## Data on object locations
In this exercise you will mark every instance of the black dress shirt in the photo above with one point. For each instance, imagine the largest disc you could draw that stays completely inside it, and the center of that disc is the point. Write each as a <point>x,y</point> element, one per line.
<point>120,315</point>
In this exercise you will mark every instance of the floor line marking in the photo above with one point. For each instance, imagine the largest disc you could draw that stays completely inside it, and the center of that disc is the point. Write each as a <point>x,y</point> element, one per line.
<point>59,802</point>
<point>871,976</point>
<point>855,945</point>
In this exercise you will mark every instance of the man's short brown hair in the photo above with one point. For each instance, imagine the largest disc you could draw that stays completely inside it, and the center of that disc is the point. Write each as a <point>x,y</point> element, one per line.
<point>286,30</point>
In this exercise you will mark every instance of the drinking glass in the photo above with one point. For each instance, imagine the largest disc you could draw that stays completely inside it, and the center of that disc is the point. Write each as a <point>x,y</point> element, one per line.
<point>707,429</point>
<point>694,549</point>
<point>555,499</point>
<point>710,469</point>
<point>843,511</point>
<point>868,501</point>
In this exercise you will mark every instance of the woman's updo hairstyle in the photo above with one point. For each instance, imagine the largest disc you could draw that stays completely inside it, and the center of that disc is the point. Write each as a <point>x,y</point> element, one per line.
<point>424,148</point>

## Aim
Lay out the lines of the data above as a Markdown table with the columns "Row" and "Line," one row per line, numbered in order, and leave out any blank lines.

## Answer below
| Row | Line |
|---|---|
| 1 | In this exercise you will mark every instance of the black dress shirt in the photo above with one point. For each instance, imagine the largest disc you could draw that stays completely inside it, and the center of that disc is the point. Write each as a <point>x,y</point> element, one per line. |
| 2 | <point>120,315</point> |
| 3 | In this exercise you will mark every instance of the floor line marking in the photo above with one point. For each instance, imagine the largest disc you could draw that stays completely inside it, and the center of that disc is the point. Write each as a <point>x,y</point> element, one per line. |
| 4 | <point>59,802</point> |
| 5 | <point>871,976</point> |
| 6 | <point>855,945</point> |
| 7 | In this exercise you will mark every instance of the man's short brown hair in the photo above with one point. For each instance, imagine the largest disc you could draw that stays completely inside it, and the center of that disc is the point. Write each as a <point>x,y</point> element, one per line. |
| 8 | <point>286,30</point> |
| 9 | In this exercise you will mark every instance of the drinking glass in the photo above with one point. For each instance, imagine the largest disc you could draw that stays completely inside it, and the center of that disc is the point. Write each as a <point>x,y</point> element, one per line. |
| 10 | <point>707,429</point> |
| 11 | <point>694,549</point> |
| 12 | <point>555,499</point> |
| 13 | <point>710,469</point> |
| 14 | <point>843,511</point> |
| 15 | <point>868,501</point> |
| 16 | In this exercise you will mark every instance of the woman's updo hairstyle in the photo above with one point. For each instance, imagine the largest disc you could draw that stays completely inside it, and the center of that disc is the point. Write each as a <point>x,y</point> element, one per line. |
| 17 | <point>424,148</point> |